_TASK:_ List every line of the entries below that contains the string "gingerbread", treating uppercase and lowercase as different.

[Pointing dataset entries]
########################################
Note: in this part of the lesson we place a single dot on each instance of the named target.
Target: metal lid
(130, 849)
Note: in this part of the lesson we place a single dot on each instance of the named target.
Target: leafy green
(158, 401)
########################################
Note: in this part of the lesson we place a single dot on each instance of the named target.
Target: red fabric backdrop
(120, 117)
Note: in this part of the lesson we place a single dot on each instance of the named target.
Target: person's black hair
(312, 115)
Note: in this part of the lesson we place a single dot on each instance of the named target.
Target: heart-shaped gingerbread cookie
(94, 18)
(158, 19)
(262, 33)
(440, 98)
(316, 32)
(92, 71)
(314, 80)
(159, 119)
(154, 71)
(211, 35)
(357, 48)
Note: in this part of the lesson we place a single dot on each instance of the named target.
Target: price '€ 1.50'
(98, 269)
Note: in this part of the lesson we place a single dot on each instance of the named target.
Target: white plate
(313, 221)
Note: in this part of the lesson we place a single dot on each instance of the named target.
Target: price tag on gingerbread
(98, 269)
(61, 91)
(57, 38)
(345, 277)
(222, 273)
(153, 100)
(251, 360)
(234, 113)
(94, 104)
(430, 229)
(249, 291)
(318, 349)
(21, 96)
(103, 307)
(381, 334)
########################################
_OUTPUT:_
Target: heart-shaped gingerbread cookie
Target: price tag on gingerbread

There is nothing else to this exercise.